**DATASET EXCERPTS:**
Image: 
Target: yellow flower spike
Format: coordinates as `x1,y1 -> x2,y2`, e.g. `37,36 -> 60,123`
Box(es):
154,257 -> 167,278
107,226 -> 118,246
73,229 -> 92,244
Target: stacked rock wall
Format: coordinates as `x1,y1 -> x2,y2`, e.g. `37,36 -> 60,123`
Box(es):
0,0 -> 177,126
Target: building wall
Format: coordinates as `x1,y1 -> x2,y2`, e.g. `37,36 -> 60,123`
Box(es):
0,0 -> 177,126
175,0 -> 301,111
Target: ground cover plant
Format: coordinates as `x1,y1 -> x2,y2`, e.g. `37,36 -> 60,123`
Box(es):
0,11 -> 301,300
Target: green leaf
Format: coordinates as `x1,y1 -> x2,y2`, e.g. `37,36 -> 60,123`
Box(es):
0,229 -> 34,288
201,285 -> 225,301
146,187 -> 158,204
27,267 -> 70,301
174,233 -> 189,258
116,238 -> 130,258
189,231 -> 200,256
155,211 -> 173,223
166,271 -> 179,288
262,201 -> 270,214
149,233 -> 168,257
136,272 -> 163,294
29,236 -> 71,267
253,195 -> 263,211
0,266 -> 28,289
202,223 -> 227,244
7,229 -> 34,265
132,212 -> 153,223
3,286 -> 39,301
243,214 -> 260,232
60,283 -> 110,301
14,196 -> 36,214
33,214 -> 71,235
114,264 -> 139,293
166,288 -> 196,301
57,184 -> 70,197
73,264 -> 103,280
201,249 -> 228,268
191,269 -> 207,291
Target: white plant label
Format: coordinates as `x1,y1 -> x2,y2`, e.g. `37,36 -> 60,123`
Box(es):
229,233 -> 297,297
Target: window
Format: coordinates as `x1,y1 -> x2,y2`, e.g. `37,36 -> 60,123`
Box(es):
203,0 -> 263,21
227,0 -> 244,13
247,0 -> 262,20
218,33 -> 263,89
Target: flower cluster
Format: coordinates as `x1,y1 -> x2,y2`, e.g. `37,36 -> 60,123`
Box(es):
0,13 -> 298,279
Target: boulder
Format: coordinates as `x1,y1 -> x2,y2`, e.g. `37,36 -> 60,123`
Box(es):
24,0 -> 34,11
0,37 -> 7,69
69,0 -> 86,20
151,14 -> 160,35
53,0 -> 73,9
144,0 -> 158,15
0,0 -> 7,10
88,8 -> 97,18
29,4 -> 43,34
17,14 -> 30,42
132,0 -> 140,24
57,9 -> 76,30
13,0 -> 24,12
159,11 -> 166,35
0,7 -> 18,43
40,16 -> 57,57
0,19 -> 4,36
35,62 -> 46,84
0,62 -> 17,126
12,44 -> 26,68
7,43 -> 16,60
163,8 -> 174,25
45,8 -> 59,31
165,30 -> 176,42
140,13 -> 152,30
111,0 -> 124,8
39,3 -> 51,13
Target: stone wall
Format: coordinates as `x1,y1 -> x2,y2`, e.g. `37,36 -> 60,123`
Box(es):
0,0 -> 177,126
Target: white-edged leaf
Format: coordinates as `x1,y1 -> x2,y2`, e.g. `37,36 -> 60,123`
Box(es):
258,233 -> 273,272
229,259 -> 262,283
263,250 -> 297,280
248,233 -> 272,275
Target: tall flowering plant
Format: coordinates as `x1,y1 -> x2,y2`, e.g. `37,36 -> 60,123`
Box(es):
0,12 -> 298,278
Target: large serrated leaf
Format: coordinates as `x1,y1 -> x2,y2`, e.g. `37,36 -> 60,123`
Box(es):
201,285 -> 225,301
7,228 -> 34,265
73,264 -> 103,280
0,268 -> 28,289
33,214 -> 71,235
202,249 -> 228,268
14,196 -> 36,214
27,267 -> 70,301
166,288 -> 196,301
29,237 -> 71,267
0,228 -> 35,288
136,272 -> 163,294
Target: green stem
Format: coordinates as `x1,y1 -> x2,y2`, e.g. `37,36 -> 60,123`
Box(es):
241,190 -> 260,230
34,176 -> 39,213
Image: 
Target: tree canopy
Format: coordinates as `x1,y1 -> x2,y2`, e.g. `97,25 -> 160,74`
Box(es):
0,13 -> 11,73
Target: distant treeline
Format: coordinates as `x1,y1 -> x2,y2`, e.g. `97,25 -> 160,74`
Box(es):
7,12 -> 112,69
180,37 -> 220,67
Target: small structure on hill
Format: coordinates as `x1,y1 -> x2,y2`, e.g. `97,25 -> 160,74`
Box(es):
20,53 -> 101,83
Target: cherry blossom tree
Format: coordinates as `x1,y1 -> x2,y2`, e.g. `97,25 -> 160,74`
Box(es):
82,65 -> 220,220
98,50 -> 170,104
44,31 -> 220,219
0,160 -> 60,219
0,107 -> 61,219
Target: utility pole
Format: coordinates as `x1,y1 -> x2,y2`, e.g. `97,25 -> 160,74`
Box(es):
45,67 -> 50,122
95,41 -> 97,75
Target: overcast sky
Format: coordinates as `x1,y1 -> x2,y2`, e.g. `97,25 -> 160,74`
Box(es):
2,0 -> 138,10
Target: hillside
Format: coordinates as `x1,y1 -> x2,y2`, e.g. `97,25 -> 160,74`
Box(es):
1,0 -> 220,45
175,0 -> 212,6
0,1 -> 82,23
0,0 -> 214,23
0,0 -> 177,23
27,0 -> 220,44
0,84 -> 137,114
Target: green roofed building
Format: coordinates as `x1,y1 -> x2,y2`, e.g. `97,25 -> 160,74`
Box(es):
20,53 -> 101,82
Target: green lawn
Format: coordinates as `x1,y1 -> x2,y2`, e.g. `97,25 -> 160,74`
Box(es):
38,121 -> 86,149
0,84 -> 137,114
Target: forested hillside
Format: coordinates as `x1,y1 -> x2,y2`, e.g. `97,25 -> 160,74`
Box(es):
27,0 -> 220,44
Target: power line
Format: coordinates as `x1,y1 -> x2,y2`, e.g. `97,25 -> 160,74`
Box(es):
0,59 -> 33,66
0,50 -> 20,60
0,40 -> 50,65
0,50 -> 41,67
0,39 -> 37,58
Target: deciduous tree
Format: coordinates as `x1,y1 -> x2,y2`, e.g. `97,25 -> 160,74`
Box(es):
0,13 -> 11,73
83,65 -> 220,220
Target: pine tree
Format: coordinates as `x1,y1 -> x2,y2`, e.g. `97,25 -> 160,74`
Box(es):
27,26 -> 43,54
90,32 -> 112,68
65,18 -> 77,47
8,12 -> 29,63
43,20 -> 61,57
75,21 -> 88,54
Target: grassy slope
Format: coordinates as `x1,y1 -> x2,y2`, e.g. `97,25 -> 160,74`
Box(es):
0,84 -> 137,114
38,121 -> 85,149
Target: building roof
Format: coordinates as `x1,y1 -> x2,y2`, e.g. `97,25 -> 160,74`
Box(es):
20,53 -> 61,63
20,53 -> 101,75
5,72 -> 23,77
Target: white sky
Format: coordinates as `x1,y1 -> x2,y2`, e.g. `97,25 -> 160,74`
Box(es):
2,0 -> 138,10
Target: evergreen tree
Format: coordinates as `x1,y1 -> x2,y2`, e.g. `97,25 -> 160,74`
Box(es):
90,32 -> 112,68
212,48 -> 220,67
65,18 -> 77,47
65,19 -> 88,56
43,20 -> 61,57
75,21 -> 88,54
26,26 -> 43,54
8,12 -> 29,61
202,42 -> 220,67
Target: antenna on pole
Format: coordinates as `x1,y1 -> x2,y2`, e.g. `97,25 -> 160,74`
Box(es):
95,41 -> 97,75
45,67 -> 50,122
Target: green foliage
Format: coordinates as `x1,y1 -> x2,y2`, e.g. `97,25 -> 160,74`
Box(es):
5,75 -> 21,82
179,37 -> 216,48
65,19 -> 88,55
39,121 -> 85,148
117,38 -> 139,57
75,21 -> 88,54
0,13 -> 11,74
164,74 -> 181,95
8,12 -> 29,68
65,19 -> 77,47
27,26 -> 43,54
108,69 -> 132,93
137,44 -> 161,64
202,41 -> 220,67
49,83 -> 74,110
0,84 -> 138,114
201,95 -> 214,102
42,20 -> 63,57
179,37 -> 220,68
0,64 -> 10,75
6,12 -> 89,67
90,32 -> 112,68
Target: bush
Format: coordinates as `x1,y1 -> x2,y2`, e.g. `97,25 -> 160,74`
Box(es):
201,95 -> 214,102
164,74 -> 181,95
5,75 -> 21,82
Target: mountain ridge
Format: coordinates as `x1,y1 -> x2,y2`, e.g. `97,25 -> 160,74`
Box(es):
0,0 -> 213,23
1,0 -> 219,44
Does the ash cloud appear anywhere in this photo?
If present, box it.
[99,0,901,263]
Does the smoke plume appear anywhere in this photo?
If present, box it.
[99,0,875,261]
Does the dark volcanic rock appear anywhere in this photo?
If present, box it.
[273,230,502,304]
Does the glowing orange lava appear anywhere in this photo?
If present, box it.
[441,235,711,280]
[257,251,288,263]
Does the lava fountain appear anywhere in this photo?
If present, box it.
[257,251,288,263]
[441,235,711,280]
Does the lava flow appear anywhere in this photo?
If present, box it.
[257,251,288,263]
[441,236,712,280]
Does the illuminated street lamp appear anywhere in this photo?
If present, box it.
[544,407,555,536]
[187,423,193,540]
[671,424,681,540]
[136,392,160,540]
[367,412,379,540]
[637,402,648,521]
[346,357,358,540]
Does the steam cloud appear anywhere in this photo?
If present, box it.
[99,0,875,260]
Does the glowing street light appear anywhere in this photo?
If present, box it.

**ABOUT THIS EXERCISE:**
Go through the material above and state how many lines hold the word "street". Give only the number.

**RESULT:**
2